**What needs to be done:** Copy the following passage on Ray Dalio and Bridgewater's large options bet word for word, in full.

**Text:**
It took almost exactly two years of radical open-mindedness (Principle 1.3), identifying and diagnosing problems (2.2 and 2.4), paying attention to people’s track records (8.4), not getting hung up on how things “should” be (1.4a) and synthesizing the situation at hand (5.2) for logic, reason and common sense (5.5) to finally overtake Ray Dalio’s initially somewhat optimistic view (itself almost certainly the result of the aforementioned radical open-mindedness) of the Trump era and lead him to write a book about World War III, which he still thought was probably not imminent but also: He wrote a book about World War III. Since embracing our extremely depressing reality (1.4), however, the drumbeat of increasingly dire Dalio takes has grown louder and more frequent.
Being a quantitatively-minded sort of guy, Dalio has always tried to put a number on how bad he thinks things are getting. But he’s never put quite so compelling a number on it as this:
Bridgewater paid roughly $1.5 billion for the options contracts… tied to around $100 billion worth of the indexes, said people familiar with the matter. How much the firm stands to potentially make would depend on many factors, including the magnitude of any market decline and the timing of when the firm cashes in its bet….
The massive size of the wager has prompted chatter among traders and caused the price of some options to rise.
Bridgewater insists that it’s not betting on “any potential political developments in the U.S.,” but one can’t help but it isn’t exactly oversqueezing a dot (5.2e) to note that the options expire in March and, well…
March 2020 is significant in the Democratic primary because a majority of the party’s delegates, which are needed to capture a presidential nomination, will have been awarded by the end of the month.

**Given records:**
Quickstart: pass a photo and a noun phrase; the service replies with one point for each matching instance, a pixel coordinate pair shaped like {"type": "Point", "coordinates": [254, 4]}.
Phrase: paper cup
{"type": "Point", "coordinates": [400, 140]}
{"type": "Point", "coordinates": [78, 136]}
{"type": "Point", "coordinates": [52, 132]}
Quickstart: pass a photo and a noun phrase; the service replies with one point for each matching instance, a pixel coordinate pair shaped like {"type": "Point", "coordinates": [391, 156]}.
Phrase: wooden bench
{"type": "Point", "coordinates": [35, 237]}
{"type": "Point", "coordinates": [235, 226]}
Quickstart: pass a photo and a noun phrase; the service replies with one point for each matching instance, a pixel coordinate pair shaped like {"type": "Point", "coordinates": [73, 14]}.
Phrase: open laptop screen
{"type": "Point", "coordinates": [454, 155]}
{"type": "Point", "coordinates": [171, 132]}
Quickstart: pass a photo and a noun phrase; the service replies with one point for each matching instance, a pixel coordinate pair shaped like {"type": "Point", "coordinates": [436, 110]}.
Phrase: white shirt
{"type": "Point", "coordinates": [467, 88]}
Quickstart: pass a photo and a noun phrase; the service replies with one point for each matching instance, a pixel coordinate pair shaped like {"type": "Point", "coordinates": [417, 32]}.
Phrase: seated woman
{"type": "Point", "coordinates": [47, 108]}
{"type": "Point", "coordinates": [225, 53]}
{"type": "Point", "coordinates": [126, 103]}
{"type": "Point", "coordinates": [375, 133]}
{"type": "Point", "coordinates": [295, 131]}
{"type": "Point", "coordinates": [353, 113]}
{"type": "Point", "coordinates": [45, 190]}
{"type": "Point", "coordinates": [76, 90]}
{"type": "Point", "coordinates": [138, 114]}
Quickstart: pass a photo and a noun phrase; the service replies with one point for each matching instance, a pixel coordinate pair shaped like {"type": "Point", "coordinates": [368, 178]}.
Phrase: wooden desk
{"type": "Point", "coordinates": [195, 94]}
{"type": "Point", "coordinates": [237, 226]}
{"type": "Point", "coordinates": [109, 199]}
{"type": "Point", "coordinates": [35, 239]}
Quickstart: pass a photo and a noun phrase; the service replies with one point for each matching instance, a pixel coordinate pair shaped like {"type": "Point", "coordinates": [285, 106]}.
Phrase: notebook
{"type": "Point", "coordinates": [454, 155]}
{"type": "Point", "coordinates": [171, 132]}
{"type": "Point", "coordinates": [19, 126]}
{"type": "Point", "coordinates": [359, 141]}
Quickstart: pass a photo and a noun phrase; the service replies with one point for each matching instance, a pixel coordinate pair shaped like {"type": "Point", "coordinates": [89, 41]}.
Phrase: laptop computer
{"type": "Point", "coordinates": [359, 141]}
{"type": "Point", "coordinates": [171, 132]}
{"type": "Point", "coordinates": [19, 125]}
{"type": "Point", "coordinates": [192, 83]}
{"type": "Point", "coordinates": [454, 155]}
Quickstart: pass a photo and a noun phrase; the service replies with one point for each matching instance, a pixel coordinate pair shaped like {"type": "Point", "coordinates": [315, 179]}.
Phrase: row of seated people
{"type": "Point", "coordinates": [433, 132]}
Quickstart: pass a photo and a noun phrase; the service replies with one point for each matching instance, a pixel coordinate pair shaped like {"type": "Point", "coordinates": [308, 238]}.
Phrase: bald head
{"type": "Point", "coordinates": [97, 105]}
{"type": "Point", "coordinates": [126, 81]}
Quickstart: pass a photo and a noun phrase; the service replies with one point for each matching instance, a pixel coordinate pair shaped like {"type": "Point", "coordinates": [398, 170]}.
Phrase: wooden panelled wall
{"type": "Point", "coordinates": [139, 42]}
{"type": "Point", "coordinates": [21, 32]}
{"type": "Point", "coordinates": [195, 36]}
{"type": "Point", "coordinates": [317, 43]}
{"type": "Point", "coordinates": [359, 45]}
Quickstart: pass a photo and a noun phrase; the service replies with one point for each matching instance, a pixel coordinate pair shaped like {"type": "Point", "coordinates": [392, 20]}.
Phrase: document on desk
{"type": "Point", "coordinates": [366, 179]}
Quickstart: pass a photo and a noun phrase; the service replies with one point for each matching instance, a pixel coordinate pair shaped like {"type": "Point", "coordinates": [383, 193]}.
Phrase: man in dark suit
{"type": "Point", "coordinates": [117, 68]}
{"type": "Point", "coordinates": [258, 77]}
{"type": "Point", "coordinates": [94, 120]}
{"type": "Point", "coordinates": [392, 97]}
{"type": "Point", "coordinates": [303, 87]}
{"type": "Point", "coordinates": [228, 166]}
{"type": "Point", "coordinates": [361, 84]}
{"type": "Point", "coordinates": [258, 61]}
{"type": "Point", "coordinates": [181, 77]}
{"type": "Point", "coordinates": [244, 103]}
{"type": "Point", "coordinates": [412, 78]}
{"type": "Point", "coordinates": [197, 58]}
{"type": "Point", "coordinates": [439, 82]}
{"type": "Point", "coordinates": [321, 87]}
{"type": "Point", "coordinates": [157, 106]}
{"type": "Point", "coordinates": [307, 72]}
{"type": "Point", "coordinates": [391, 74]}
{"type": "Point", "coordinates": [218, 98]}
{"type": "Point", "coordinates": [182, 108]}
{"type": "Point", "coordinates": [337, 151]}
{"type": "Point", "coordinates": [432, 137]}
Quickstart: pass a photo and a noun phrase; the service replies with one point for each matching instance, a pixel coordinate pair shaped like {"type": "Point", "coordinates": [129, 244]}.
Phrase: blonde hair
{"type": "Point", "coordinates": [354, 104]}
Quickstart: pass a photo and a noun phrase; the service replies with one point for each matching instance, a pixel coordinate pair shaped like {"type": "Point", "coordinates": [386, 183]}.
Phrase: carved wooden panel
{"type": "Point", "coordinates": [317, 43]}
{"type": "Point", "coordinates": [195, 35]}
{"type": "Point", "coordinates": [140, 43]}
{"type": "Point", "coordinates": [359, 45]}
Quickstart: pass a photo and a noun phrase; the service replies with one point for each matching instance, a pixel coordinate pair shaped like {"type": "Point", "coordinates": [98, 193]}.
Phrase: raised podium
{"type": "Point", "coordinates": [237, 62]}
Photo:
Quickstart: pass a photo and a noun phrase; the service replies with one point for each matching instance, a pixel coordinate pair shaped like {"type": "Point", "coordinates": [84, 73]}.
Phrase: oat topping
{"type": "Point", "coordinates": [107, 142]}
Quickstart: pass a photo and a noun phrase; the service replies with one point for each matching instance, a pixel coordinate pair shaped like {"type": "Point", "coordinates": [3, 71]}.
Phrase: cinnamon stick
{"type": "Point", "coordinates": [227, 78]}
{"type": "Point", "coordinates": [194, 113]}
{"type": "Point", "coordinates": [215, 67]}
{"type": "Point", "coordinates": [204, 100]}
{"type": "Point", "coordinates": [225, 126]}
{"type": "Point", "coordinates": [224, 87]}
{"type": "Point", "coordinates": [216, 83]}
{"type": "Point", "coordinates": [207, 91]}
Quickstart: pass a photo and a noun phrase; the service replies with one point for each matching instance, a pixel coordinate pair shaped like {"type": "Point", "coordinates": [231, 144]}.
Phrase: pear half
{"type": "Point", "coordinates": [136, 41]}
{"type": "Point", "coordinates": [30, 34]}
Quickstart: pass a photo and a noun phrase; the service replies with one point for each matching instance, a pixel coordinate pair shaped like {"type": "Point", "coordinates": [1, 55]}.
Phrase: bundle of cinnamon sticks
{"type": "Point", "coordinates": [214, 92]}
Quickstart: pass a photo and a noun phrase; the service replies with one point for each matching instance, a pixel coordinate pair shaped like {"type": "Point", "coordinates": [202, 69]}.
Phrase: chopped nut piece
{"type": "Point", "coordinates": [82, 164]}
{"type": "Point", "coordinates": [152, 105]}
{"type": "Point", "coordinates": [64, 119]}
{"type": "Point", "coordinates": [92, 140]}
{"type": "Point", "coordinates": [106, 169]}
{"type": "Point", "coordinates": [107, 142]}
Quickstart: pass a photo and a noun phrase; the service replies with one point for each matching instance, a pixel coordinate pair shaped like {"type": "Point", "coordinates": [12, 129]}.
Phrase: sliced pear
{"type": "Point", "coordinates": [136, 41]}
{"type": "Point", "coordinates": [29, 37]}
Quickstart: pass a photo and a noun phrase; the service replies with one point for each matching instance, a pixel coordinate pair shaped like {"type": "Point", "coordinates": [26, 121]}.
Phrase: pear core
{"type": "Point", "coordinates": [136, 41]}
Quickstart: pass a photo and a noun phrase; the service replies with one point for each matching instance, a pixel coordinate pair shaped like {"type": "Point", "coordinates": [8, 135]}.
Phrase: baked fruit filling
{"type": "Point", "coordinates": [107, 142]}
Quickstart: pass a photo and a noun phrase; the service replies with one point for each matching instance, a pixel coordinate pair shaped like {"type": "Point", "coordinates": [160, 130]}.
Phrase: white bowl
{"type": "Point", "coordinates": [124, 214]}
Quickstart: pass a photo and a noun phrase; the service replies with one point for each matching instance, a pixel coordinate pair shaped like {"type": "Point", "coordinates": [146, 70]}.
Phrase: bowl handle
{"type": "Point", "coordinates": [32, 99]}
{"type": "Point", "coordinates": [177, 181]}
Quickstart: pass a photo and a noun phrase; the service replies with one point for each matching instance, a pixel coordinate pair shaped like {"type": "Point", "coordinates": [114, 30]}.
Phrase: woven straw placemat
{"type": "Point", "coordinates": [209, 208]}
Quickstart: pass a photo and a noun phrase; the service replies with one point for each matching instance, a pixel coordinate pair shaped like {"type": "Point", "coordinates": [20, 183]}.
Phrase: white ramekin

**Output below:**
It took almost exactly two years of radical open-mindedness (Principle 1.3), identifying and diagnosing problems (2.2 and 2.4), paying attention to people’s track records (8.4), not getting hung up on how things “should” be (1.4a) and synthesizing the situation at hand (5.2) for logic, reason and common sense (5.5) to finally overtake Ray Dalio’s initially somewhat optimistic view (itself almost certainly the result of the aforementioned radical open-mindedness) of the Trump era and lead him to write a book about World War III, which he still thought was probably not imminent but also: He wrote a book about World War III. Since embracing our extremely depressing reality (1.4), however, the drumbeat of increasingly dire Dalio takes has grown louder and more frequent.
Being a quantitatively-minded sort of guy, Dalio has always tried to put a number on how bad he thinks things are getting. But he’s never put quite so compelling a number on it as this:
Bridgewater paid roughly $1.5 billion for the options contracts… tied to around $100 billion worth of the indexes, said people familiar with the matter. How much the firm stands to potentially make would depend on many factors, including the magnitude of any market decline and the timing of when the firm cashes in its bet….
The massive size of the wager has prompted chatter among traders and caused the price of some options to rise.
Bridgewater insists that it’s not betting on “any potential political developments in the U.S.,” but one can’t help but it isn’t exactly oversqueezing a dot (5.2e) to note that the options expire in March and, well…
March 2020 is significant in the Democratic primary because a majority of the party’s delegates, which are needed to capture a presidential nomination, will have been awarded by the end of the month.